Referring expression pointing data:
————————

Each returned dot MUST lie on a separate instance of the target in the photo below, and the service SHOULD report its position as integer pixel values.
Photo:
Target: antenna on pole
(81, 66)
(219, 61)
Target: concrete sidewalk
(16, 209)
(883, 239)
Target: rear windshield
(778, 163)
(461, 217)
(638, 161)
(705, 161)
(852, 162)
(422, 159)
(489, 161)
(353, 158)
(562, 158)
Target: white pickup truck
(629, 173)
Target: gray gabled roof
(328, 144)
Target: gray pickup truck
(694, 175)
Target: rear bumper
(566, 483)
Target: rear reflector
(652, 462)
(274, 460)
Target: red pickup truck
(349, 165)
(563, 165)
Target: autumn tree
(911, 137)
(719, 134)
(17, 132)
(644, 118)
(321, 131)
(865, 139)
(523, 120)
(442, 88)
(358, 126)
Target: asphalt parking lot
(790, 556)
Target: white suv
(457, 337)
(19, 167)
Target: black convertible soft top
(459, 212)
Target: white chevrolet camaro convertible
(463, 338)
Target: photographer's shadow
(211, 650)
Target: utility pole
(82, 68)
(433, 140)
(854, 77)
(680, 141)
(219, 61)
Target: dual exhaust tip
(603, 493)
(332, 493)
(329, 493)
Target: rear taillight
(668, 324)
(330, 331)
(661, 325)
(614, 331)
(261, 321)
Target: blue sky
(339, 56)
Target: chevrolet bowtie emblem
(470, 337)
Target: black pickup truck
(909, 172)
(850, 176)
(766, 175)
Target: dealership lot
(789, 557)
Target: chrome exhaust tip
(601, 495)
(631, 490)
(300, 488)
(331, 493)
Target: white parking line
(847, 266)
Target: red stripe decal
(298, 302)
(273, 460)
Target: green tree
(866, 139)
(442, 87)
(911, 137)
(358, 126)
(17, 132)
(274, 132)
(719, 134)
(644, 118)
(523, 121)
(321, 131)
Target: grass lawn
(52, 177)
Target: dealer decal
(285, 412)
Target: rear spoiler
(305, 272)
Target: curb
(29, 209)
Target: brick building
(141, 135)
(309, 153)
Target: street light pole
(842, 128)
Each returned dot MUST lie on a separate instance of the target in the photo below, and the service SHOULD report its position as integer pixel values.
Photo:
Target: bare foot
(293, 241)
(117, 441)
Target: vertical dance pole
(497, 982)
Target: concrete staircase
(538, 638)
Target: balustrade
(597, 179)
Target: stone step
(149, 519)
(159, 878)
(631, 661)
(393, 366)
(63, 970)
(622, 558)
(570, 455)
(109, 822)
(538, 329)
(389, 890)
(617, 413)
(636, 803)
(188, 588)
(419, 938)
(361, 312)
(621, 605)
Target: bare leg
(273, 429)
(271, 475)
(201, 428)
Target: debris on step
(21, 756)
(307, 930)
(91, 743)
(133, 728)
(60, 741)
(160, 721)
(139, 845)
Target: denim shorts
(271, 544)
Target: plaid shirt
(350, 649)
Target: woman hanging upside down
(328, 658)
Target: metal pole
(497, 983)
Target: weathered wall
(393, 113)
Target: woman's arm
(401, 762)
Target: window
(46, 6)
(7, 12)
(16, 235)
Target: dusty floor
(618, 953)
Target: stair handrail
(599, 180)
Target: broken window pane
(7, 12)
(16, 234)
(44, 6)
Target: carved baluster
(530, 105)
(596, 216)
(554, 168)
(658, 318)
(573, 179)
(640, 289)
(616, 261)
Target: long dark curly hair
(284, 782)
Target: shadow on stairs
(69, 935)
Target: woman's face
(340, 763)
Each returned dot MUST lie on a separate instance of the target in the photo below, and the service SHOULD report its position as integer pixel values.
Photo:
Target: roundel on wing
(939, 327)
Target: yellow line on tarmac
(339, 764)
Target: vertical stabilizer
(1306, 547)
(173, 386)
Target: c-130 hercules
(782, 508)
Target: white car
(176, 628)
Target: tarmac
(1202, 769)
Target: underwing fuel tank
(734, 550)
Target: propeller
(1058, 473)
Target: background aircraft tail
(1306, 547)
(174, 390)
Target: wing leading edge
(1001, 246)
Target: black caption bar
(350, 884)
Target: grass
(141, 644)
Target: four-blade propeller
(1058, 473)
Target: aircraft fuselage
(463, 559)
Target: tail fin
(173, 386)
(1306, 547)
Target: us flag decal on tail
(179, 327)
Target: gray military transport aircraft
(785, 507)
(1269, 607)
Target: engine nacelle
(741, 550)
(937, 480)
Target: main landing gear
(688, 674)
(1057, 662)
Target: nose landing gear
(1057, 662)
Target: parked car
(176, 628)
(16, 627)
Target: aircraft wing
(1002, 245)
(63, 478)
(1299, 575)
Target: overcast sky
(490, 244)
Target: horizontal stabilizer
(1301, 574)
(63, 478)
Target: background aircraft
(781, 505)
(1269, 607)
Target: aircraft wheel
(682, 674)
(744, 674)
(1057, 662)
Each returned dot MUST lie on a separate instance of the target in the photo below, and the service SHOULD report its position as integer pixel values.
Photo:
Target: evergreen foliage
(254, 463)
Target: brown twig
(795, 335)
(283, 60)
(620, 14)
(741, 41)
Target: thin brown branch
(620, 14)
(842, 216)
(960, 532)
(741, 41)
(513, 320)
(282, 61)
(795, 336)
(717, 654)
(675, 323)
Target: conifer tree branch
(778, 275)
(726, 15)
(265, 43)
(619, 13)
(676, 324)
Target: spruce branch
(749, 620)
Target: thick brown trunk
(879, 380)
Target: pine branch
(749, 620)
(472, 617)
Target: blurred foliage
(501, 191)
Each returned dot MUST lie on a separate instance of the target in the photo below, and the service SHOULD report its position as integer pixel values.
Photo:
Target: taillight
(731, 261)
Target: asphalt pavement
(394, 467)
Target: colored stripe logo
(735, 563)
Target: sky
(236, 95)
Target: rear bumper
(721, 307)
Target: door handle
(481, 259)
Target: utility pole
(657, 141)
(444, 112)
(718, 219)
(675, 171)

————————

An exact copy of all the records is the expected answer.

Task answer:
Each returned dot MUST lie on a separate instance of the target in the photo below, and the service SHOULD report its position as integer pixel values.
Photo:
Target: antenna on pole
(81, 66)
(219, 61)
Target: concrete sidewalk
(16, 209)
(883, 239)
Target: rear windshield
(778, 163)
(461, 217)
(638, 161)
(705, 161)
(852, 162)
(422, 159)
(489, 161)
(353, 158)
(562, 158)
Target: white pickup truck
(629, 173)
Target: gray gabled roof
(328, 144)
Target: gray pickup truck
(694, 175)
Target: rear bumper
(566, 483)
Target: rear reflector
(652, 462)
(274, 460)
Target: red pickup truck
(349, 165)
(563, 165)
Target: autumn tree
(911, 137)
(719, 134)
(17, 132)
(644, 118)
(321, 131)
(865, 139)
(523, 120)
(442, 88)
(358, 126)
Target: asphalt parking lot
(790, 556)
Target: white suv
(457, 337)
(19, 167)
Target: black convertible soft top
(459, 212)
Target: white chevrolet camaro convertible
(463, 338)
Target: photographer's shadow
(211, 650)
Target: utility pole
(82, 68)
(433, 140)
(854, 77)
(680, 141)
(219, 61)
Target: dual exhaust tip
(603, 493)
(332, 493)
(329, 493)
Target: rear taillight
(668, 324)
(330, 331)
(661, 325)
(614, 331)
(261, 321)
Target: blue sky
(339, 56)
Target: chevrolet bowtie emblem
(470, 337)
Target: black pickup truck
(909, 172)
(850, 176)
(766, 175)
Target: dealership lot
(789, 557)
Target: chrome exhaust tip
(601, 495)
(631, 490)
(300, 488)
(331, 493)
Target: white parking line
(847, 266)
Target: red stripe decal
(298, 302)
(273, 460)
Target: green tree
(866, 139)
(442, 87)
(911, 137)
(358, 126)
(17, 132)
(274, 132)
(719, 134)
(644, 118)
(523, 121)
(321, 131)
Target: grass lawn
(52, 177)
Target: dealer decal
(285, 412)
Target: rear spoiler
(305, 272)
Target: curb
(29, 209)
Target: brick building
(141, 135)
(309, 153)
Target: street light pole
(842, 128)
Each returned dot MUST lie on a separate instance of the target in the photo below, and the service SHOULD report its position as integer pixel values.
Photo:
Target: bare foot
(293, 241)
(117, 441)
Target: vertical dance pole
(497, 982)
Target: concrete staircase
(538, 638)
Target: balustrade
(597, 179)
Target: stone step
(149, 519)
(159, 878)
(631, 661)
(393, 366)
(63, 970)
(622, 558)
(570, 455)
(109, 822)
(538, 329)
(389, 890)
(617, 413)
(636, 803)
(188, 588)
(419, 938)
(361, 312)
(621, 605)
Target: bare leg
(273, 429)
(271, 475)
(201, 428)
Target: debris on step
(21, 756)
(307, 930)
(91, 743)
(133, 728)
(60, 741)
(160, 721)
(139, 845)
Target: denim shorts
(271, 544)
Target: plaid shirt
(350, 649)
Target: woman hanging upside down
(328, 658)
Target: metal pole
(497, 983)
Target: weathered wall
(393, 113)
Target: woman's arm
(401, 762)
Target: window
(46, 6)
(7, 12)
(16, 235)
Target: dusty floor
(618, 953)
Target: stair handrail
(599, 180)
Target: broken window pane
(7, 12)
(16, 234)
(44, 6)
Target: carved baluster
(530, 105)
(596, 216)
(554, 168)
(658, 318)
(573, 179)
(640, 289)
(616, 261)
Target: long dark curly hair
(284, 782)
Target: shadow on stairs
(69, 935)
Target: woman's face
(340, 763)
Each returned dot MUST lie on a separate instance of the target in the photo below, and the service SHOULD report its position as integer pixel values.
Photo:
Target: roundel on wing
(939, 327)
Target: yellow line on tarmac
(339, 764)
Target: vertical stabilizer
(1306, 547)
(173, 386)
Target: c-130 hercules
(782, 508)
Target: white car
(176, 628)
Target: tarmac
(1202, 769)
Target: underwing fuel tank
(734, 550)
Target: propeller
(1058, 473)
Target: background aircraft tail
(1306, 547)
(174, 390)
Target: wing leading edge
(1001, 246)
Target: black caption bar
(350, 884)
Target: grass
(141, 644)
Target: four-blade propeller
(1058, 473)
Target: aircraft fuselage
(463, 559)
Target: tail fin
(173, 386)
(1306, 547)
Target: us flag decal on tail
(179, 327)
Target: gray military transport aircraft
(785, 507)
(1269, 607)
Target: engine nacelle
(741, 550)
(937, 480)
Target: main landing gear
(688, 674)
(1057, 662)
Target: nose landing gear
(1057, 662)
Target: parked car
(176, 628)
(16, 627)
Target: aircraft wing
(1002, 245)
(63, 478)
(1299, 575)
Target: overcast sky
(490, 244)
Target: horizontal stabilizer
(1301, 574)
(63, 478)
Target: background aircraft
(781, 505)
(1269, 607)
Target: aircraft wheel
(682, 674)
(744, 674)
(1057, 662)
Each returned dot MUST lie on a separate instance of the target in the photo below, and the service SHOULD report its position as integer pixel values.
Photo:
Target: evergreen foliage
(254, 463)
Target: brown twig
(795, 335)
(283, 60)
(620, 14)
(741, 41)
Target: thin brown branch
(620, 14)
(842, 216)
(960, 532)
(741, 41)
(513, 320)
(282, 61)
(795, 336)
(717, 654)
(675, 323)
Target: conifer tree branch
(778, 275)
(726, 15)
(265, 43)
(619, 13)
(676, 324)
Target: spruce branch
(749, 620)
Target: thick brown trunk
(879, 380)
Target: pine branch
(749, 620)
(472, 617)
Target: blurred foliage
(501, 191)
Each returned dot MUST lie on a separate instance of the target in the photo below, and the service SHOULD report its position as integer pixel values.
Photo:
Target: taillight
(731, 261)
Target: asphalt pavement
(394, 467)
Target: colored stripe logo
(735, 563)
Target: sky
(236, 95)
Target: rear bumper
(721, 307)
Target: door handle
(481, 259)
Target: utility pole
(657, 141)
(444, 112)
(718, 219)
(675, 171)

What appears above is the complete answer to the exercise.